MATERIAL FOR THIS TASK
+ + +

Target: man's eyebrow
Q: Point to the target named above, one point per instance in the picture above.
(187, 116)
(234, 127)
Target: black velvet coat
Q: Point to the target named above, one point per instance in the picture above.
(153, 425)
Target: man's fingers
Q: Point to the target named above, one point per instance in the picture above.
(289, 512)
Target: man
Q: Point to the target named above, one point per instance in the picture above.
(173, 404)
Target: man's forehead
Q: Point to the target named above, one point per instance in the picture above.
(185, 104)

+ + +

GIVEN TASK
Print all of the material above again, line for line, without changing a single character.

THE REPLY
Target: man's eyebrow
Q: Point to the target named above, one point per instance in the picture above.
(187, 116)
(234, 127)
Target: black velvet coat
Q: Point to the target named above, one point per instance in the picture above.
(153, 425)
Target: man's fingers
Q: Point to the target named above, one point per instance in the picture above.
(289, 512)
Target: man
Q: Point to the target named above, one point per instance in the picture above.
(173, 404)
Target: man's forehead
Q: Point to the target named above, one point per instance in the picture above.
(185, 104)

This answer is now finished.